══ Page ══

# Is there many ppl buying cute soaps?



## hobbiz (Oct 21, 2009)

Hi! I am new to soap making (1 batch only) as well as this forum. I saw a lot of very lovely or weird CP and especially MP soaps. Some I think have more decorative values than showering values. Could you guys tell me about your opinions about this or your customer opinions too? I myself find it is hard to buy those cute soaps and use them.


----------



## dagmar88 (Oct 21, 2009)

First of all welcome to the soap making forum!

:wink: don't want to sound mean; but why don't you focus on the soap making part for a while, before worrying what customers want?
Soap making is a craft that needs time to learn, and loads more time before starting to sell...  :roll: If that would be your intention anyway.

Meanwhile, if you have any questions on soapmaking, we're all here to help   Be sure to post some pics of your first batch; we all love to see those.

═══
══ Provided records ══

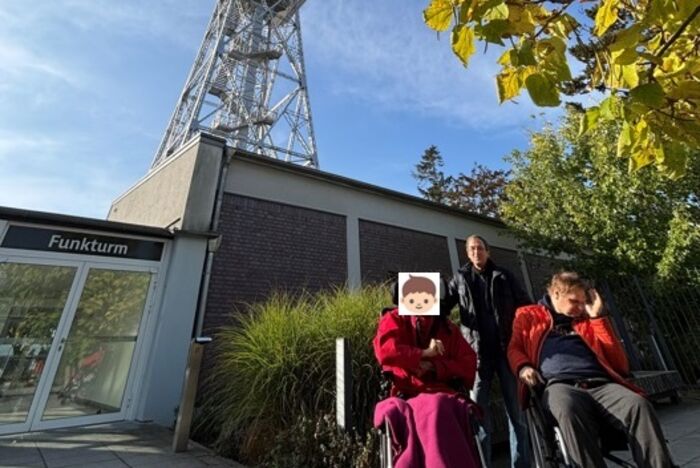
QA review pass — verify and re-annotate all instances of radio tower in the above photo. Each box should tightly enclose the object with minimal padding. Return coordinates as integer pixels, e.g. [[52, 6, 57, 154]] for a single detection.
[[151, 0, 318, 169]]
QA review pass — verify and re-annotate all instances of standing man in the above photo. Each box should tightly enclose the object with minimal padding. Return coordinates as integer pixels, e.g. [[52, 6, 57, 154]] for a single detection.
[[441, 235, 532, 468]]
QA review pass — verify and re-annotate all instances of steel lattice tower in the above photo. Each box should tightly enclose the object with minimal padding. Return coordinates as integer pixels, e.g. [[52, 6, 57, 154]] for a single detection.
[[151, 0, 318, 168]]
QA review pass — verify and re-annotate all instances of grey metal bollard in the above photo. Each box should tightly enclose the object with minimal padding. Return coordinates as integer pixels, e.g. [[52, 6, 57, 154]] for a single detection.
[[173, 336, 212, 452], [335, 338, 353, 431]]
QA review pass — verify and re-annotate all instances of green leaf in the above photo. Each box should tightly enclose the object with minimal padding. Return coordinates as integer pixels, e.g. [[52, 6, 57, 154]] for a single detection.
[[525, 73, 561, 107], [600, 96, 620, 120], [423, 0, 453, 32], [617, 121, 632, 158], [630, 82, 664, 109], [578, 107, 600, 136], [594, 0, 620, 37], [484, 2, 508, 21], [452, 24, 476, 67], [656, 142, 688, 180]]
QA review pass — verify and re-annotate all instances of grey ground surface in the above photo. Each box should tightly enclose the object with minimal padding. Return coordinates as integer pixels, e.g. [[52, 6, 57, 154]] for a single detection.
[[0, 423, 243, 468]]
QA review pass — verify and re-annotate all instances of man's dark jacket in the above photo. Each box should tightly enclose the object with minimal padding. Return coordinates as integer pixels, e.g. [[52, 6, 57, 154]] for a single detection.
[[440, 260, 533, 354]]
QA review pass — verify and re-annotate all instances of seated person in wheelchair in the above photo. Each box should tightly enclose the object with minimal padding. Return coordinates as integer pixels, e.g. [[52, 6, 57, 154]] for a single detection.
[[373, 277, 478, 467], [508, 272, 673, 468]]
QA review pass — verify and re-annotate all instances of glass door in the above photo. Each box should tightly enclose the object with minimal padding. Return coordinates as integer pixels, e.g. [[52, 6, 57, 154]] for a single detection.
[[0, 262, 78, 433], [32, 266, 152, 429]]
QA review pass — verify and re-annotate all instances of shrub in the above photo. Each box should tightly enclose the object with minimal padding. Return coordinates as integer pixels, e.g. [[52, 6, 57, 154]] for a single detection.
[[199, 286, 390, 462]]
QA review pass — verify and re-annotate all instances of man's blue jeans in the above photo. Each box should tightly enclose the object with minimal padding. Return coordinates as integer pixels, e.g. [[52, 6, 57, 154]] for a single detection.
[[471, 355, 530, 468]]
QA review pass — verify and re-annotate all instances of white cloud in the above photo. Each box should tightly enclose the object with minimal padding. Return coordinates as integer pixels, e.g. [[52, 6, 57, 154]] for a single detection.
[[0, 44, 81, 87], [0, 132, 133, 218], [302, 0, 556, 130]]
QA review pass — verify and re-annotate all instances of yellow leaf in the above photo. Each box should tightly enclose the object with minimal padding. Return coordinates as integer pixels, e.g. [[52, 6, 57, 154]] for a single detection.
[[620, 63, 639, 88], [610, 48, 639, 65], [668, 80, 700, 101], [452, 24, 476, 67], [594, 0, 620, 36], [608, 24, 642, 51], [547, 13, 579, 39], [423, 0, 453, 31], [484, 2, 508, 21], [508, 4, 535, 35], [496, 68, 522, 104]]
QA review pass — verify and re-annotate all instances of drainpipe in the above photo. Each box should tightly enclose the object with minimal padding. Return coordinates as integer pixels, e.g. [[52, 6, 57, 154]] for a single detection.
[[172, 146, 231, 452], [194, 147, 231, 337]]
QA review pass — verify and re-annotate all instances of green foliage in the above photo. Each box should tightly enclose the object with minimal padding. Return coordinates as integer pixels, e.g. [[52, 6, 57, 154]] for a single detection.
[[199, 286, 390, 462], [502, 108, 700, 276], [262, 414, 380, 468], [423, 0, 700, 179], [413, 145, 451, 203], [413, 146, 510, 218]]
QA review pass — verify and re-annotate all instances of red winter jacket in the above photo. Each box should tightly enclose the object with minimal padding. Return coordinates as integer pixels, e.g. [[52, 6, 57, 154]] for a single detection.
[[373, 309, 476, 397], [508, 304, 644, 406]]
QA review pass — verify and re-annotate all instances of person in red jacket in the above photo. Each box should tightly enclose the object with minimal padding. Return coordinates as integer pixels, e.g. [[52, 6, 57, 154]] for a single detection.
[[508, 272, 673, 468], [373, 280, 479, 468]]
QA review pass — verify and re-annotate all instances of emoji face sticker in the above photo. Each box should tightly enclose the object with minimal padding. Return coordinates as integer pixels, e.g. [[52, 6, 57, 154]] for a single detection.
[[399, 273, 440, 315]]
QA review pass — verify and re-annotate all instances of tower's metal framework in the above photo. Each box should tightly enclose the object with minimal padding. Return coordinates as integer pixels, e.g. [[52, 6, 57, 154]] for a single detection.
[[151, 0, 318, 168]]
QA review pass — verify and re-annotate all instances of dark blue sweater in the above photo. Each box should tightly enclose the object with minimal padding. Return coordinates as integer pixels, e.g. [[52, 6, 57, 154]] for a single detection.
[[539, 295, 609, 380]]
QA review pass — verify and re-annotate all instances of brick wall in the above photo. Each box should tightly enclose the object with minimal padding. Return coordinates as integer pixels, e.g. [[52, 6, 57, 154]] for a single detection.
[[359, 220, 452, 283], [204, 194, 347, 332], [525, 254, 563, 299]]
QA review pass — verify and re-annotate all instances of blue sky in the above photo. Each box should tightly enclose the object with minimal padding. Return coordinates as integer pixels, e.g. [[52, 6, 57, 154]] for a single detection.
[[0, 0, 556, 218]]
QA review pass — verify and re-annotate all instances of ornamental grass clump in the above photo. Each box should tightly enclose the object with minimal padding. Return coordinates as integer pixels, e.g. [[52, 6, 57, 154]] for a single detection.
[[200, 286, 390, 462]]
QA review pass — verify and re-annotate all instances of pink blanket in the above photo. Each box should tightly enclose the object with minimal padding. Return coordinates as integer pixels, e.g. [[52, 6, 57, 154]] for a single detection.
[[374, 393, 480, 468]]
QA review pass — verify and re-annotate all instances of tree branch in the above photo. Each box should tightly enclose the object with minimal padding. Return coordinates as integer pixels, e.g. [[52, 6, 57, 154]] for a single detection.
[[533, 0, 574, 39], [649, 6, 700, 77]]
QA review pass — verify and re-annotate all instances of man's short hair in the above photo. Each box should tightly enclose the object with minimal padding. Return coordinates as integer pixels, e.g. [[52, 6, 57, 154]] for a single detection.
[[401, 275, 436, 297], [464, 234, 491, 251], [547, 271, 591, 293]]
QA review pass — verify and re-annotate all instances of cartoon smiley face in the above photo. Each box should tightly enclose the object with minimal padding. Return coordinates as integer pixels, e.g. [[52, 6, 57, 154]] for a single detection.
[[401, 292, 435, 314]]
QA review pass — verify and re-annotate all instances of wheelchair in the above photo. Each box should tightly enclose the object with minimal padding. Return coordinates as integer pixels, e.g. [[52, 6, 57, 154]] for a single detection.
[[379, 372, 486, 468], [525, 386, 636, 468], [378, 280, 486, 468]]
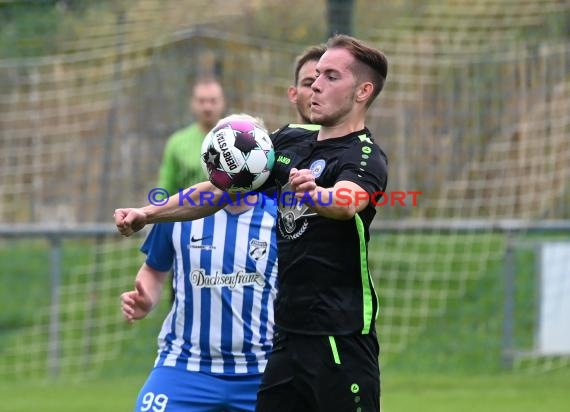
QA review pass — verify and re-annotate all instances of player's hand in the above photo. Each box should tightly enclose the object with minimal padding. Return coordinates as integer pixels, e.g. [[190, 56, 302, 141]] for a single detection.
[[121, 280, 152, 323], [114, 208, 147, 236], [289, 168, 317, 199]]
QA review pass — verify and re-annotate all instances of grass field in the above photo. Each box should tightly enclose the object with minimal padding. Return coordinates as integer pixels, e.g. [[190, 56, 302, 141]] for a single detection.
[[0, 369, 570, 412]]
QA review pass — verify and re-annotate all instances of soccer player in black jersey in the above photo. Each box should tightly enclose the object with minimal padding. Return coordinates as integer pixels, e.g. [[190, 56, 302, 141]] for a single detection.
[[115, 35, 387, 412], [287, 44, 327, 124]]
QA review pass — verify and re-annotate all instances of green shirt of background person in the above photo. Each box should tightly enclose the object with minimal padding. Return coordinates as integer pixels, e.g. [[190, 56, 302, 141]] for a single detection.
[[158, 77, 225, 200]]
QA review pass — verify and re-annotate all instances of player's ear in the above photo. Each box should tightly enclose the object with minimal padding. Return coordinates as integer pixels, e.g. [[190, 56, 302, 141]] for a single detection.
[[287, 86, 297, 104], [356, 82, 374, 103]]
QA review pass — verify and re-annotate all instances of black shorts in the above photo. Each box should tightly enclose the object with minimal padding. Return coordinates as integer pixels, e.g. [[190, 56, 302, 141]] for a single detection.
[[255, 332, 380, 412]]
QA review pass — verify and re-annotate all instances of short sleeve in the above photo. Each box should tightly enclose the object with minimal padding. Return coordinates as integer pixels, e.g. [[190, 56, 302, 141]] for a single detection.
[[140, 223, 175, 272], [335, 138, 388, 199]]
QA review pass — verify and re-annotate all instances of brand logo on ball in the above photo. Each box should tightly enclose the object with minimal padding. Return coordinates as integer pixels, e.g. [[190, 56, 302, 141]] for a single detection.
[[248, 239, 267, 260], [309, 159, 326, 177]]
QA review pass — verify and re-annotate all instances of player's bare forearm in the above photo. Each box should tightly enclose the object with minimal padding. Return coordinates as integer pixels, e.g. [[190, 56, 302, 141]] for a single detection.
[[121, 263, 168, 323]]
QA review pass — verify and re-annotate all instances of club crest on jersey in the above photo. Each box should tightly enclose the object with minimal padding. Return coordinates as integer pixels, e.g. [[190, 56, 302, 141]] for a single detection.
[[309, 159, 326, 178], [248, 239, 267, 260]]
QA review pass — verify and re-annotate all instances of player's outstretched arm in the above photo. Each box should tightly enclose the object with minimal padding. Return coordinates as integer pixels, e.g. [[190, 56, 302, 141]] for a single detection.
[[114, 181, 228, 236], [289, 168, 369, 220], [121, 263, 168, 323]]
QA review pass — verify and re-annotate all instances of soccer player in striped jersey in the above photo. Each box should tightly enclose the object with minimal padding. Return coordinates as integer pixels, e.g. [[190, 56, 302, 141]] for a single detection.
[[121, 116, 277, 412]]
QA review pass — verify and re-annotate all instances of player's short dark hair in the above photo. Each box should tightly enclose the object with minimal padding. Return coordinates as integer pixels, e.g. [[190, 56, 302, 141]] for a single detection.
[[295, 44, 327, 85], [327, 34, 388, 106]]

═══
══ Provided records ══

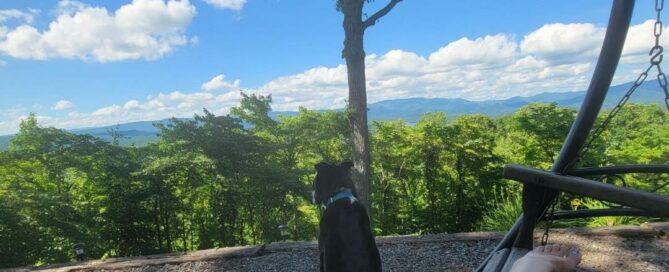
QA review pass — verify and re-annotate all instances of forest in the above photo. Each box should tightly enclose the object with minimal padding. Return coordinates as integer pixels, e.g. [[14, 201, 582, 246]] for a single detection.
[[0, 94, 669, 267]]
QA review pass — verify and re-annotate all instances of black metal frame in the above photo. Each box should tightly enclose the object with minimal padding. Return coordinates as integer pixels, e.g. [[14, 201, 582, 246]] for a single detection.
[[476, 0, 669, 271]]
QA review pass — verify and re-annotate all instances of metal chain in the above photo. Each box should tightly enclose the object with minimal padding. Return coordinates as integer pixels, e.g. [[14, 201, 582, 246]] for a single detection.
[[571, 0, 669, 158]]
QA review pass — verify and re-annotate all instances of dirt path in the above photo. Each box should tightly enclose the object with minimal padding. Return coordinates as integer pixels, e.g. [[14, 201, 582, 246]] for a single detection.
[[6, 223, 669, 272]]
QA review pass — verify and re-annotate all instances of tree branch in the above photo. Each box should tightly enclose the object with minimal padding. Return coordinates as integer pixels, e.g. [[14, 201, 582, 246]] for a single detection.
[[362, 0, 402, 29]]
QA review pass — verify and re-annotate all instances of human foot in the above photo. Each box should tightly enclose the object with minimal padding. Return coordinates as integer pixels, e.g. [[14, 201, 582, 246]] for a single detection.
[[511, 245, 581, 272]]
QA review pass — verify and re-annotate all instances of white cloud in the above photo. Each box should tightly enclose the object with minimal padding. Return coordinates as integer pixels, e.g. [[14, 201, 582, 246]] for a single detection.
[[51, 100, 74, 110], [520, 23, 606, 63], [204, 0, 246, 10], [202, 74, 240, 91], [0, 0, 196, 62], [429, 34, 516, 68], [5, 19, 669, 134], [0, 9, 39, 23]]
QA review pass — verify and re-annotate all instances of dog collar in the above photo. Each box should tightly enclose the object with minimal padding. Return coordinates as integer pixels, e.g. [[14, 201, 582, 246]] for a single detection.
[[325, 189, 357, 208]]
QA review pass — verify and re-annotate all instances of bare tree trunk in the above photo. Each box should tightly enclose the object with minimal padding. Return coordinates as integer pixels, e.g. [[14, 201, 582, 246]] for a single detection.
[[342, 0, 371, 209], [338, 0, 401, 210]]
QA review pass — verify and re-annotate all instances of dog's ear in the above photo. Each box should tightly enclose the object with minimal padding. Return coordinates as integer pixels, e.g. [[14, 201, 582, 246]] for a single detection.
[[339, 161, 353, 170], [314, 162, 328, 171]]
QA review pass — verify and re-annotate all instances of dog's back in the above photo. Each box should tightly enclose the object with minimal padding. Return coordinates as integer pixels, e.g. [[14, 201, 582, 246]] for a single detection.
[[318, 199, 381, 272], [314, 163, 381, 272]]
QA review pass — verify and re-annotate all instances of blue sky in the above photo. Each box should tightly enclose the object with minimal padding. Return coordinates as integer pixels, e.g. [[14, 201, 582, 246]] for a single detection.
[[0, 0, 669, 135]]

═══
══ Provided records ══

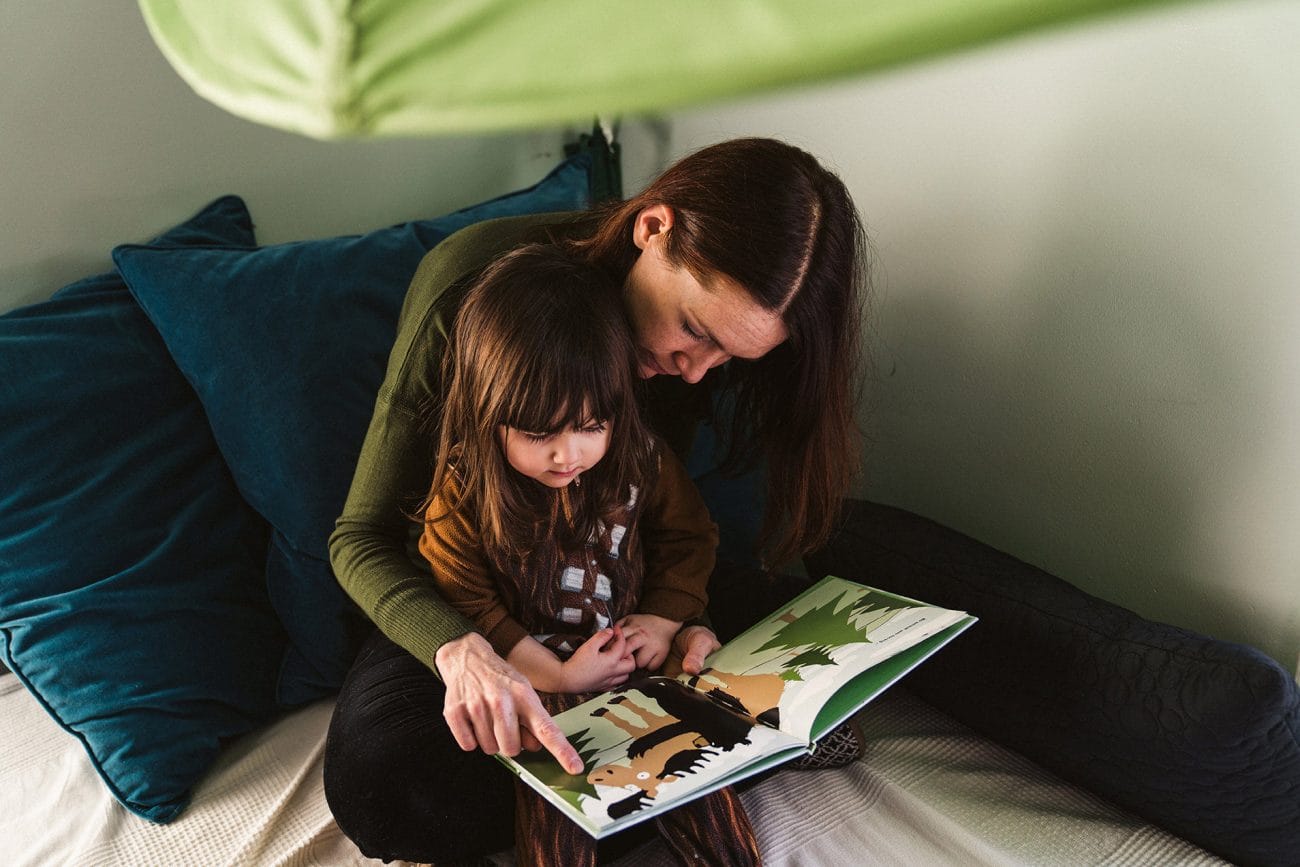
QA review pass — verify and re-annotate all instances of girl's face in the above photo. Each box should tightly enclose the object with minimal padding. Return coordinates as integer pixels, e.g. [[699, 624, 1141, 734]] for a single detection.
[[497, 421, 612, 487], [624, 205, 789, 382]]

═══

- [Problems to work on]
A. Repeat everything in the soap thread from "## hobbiz (Oct" down to "and use them.".
B. In the soap thread, why does dagmar88 tell the newcomer to focus on making soap before thinking about customers? Answer in one to three sentences.
C. According to the soap thread, how many batches of soap has hobbiz made so far?
The rows are separate material and have no link to the soap thread.

- [Task-by-task answers]
A.
## hobbiz (Oct 21, 2009)

Hi! I am new to soap making (1 batch only) as well as this forum. I saw a lot of very lovely or weird CP and especially MP soaps. Some I think have more decorative values than showering values. Could you guys tell me about your opinions about this or your customer opinions too? I myself find it is hard to buy those cute soaps and use them.

B. Soap making is a craft that takes time to learn. It then takes much more time before someone is ready to sell.

C. Only one batch.